■ **What to do**:
Identify each line in the data below that contains the word "girl", and copy every such line in full.

■ **Input for this task**:

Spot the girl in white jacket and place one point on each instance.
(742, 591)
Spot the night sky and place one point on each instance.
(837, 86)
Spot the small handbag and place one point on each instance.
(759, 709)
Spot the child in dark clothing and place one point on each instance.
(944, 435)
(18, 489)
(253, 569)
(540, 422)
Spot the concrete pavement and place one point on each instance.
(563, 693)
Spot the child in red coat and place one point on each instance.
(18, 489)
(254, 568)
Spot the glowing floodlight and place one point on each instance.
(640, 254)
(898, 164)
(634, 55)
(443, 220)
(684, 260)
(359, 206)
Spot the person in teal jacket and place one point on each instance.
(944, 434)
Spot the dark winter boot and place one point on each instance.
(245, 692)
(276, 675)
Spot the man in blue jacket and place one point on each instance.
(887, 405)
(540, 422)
* * *
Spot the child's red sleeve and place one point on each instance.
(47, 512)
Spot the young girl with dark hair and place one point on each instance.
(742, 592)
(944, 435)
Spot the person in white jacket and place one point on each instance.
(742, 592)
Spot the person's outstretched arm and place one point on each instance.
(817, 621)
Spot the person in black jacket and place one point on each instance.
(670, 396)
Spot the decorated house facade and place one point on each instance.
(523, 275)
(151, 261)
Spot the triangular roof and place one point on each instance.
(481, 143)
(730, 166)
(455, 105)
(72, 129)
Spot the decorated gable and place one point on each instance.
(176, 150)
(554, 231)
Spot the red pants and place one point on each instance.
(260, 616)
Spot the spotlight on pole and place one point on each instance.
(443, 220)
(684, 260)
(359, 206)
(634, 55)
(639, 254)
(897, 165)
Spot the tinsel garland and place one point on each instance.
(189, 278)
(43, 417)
* * *
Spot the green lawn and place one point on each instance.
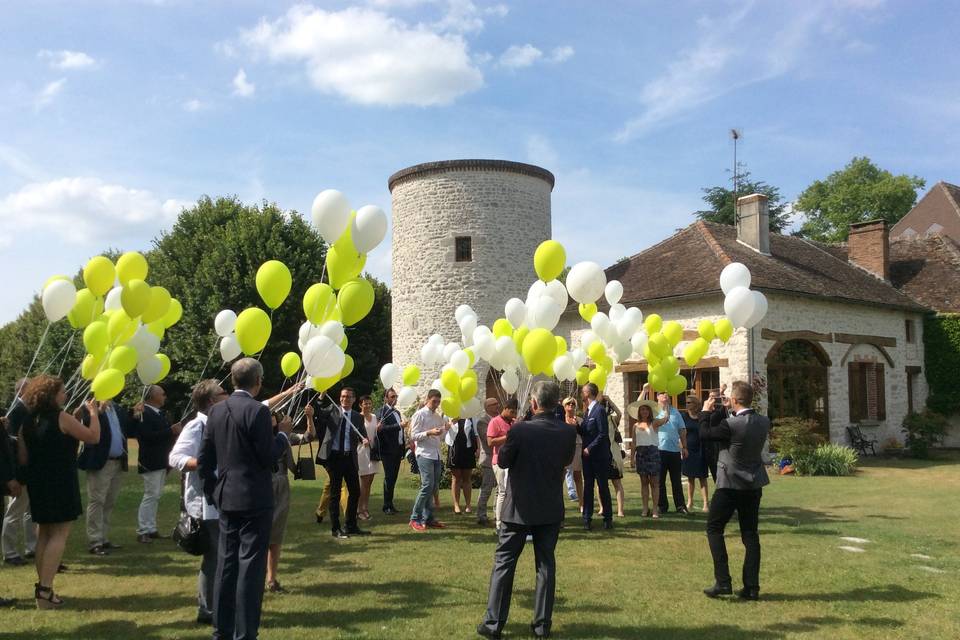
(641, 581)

■ **Exercise answer**:
Spot the girl in white jacket and place one point on each instance.
Spot the young girl with dark hair and place one point on each instance.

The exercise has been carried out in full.